■ Work to be completed
Filter out all lines without the word "blue" from the data below, please, and copy the rest.

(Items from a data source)
──────────
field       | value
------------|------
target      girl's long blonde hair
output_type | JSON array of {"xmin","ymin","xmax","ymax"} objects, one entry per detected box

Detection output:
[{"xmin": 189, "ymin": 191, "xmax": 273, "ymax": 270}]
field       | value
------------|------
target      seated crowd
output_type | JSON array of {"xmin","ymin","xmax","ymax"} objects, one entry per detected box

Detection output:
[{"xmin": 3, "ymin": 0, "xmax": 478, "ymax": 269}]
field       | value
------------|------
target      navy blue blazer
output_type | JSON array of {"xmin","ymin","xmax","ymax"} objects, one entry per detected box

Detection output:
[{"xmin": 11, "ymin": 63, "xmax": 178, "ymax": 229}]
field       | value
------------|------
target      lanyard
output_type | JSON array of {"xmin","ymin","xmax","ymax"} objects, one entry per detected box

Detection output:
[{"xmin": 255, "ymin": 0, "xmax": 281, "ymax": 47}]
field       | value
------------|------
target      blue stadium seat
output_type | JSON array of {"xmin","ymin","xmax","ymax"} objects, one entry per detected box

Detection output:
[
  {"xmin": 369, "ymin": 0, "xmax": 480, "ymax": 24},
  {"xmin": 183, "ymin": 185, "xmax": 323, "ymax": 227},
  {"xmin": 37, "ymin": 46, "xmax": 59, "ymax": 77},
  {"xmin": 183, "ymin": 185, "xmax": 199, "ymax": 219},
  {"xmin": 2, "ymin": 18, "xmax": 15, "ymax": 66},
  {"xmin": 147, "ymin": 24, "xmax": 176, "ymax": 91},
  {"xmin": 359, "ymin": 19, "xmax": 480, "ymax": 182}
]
──────────
■ Output for this task
target      navy blue blazer
target      blue stadium seat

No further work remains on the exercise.